Несовместимость этих двух доктрин -- правового государства и государства благосостояния -- была в центре всех сражений за свободу. Это была долгая тяжкая эволюция. Вновь и вновь торжествовали вожди абсолютизма. Но в конце концов правовое государство стало преобладающим в западном мире. Верховенство закона или правительства, ограниченные конституциями и биллями о правах, -- характерные меты этой цивилизации. Именно верховенство закона сделало возможным замечательные достижения современного капитализма и его, как сказали бы последовательные марксисты, "надстройки" -- демократии. Именно это обеспечило постоянно умножающемуся населению беспрецедентное благосостояние. Широкие массы в капиталистических странах наслаждаются сегодня уровнем жизни более высоким, чем у зажиточных слоев населения в предыдущие эпохи.
Все эти достижения не останавливают адвокатов деспотизма и планирования. Правда, для апологетов тоталитаризма было бы крайней неосторожностью раскрывать неизбежные последствия своих планов. В XIX веке идеи свободы и верховенства законов обрели такой престиж, что открытая атака на них казалась бы безумием. Общественное мнение было совершенно убеждено, что деспотизм потерпел поражение и возврата к старому быть не может. Даже царь варварской России разве не был вынужден уничтожить рабство, дать своей стране суд присяжных, даровать ограниченные свободы печати и уважать закон?
Социалисты прибегли к трюку. В своих замкнутых кружках они продолжали обсуждать грядущую диктатуру пролетариата, т. е. диктатуру идей каждого из социалистических авторов. Но на широкую публику они выступали иначе. Социализм, заклинали они, принесет истинные и подлинные свободу и демократию. Он устранит все формы принуждения и насилия. Государство "отомрет". В процветающем мире социализма не станет со временем ни судей, ни полиции, ни тюрем, ни казней.

**ЛИСТИНГ**:
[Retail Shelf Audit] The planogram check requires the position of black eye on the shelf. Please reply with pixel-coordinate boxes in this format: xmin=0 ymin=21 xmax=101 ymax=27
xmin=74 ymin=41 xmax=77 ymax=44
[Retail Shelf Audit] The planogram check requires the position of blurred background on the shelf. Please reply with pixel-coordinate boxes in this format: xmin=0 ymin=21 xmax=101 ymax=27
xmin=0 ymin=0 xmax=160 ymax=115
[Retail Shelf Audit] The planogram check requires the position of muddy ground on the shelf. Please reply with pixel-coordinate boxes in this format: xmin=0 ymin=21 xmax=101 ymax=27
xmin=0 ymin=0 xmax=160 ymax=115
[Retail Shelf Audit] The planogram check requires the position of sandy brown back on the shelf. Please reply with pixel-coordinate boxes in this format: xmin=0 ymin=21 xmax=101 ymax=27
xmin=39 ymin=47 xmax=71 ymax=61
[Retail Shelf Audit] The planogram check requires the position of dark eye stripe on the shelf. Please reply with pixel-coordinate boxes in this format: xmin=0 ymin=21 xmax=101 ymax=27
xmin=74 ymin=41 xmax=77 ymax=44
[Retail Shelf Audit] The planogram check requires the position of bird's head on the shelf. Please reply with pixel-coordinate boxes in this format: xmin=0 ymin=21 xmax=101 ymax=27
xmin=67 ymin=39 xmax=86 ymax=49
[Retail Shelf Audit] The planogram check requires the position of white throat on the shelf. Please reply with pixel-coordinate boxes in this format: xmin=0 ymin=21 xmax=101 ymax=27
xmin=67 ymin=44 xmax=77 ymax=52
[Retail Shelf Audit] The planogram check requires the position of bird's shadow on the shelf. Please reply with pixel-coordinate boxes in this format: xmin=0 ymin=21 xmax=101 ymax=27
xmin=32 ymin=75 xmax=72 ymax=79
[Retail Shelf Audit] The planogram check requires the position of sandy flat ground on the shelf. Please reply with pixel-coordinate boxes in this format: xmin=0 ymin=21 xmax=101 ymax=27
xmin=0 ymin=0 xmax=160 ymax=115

**ПОСТАНОВКА ЗАДАЧИ 1**: Что, согласно тексту о правовом государстве, был вынужден уничтожить царь России?
**ПОСТАНОВКА ЗАДАЧИ 2**: Воспроизведите строки листинга, начиная со строки, содержащей «position of dark», и до самого конца листинга включительно.
Текст и листинг представляют собой отдельные, не связанные друг с другом материалы.

**РЕШЕНИЕ УПРАЖНЕНИЯ 1**: Рабство.

**РЕШЕНИЕ УПРАЖНЕНИЯ 2**:
[Retail Shelf Audit] The planogram check requires the position of dark eye stripe on the shelf. Please reply with pixel-coordinate boxes in this format: xmin=0 ymin=21 xmax=101 ymax=27
xmin=74 ymin=41 xmax=77 ymax=44
[Retail Shelf Audit] The planogram check requires the position of bird's head on the shelf. Please reply with pixel-coordinate boxes in this format: xmin=0 ymin=21 xmax=101 ymax=27
xmin=67 ymin=39 xmax=86 ymax=49
[Retail Shelf Audit] The planogram check requires the position of white throat on the shelf. Please reply with pixel-coordinate boxes in this format: xmin=0 ymin=21 xmax=101 ymax=27
xmin=67 ymin=44 xmax=77 ymax=52
[Retail Shelf Audit] The planogram check requires the position of bird's shadow on the shelf. Please reply with pixel-coordinate boxes in this format: xmin=0 ymin=21 xmax=101 ymax=27
xmin=32 ymin=75 xmax=72 ymax=79
[Retail Shelf Audit] The planogram check requires the position of sandy flat ground on the shelf. Please reply with pixel-coordinate boxes in this format: xmin=0 ymin=21 xmax=101 ymax=27
xmin=0 ymin=0 xmax=160 ymax=115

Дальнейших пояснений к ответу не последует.